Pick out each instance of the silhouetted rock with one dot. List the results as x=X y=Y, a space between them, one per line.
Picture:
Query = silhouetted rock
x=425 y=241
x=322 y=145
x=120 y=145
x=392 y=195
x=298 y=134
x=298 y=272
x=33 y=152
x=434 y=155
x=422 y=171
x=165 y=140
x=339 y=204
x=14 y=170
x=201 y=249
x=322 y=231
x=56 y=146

┄┄┄┄┄┄┄┄┄┄┄┄┄┄┄┄┄┄┄┄

◆ WRITTEN REQUEST
Put every item above into a two-column CSV with the header row text,answer and one row per item. Each row holds the item's text and then its answer, each in a double-quoted field with line breaks turned into spaces.

◆ CORRECT RESULT
text,answer
"Pick out each instance of the silhouetted rock with one dot. List the results as x=X y=Y, a space between them, one per line. Picture: Query = silhouetted rock","x=425 y=241 x=322 y=145 x=120 y=145 x=392 y=195 x=298 y=134 x=298 y=272 x=33 y=152 x=434 y=155 x=422 y=171 x=165 y=140 x=339 y=204 x=14 y=170 x=201 y=249 x=322 y=231 x=56 y=146"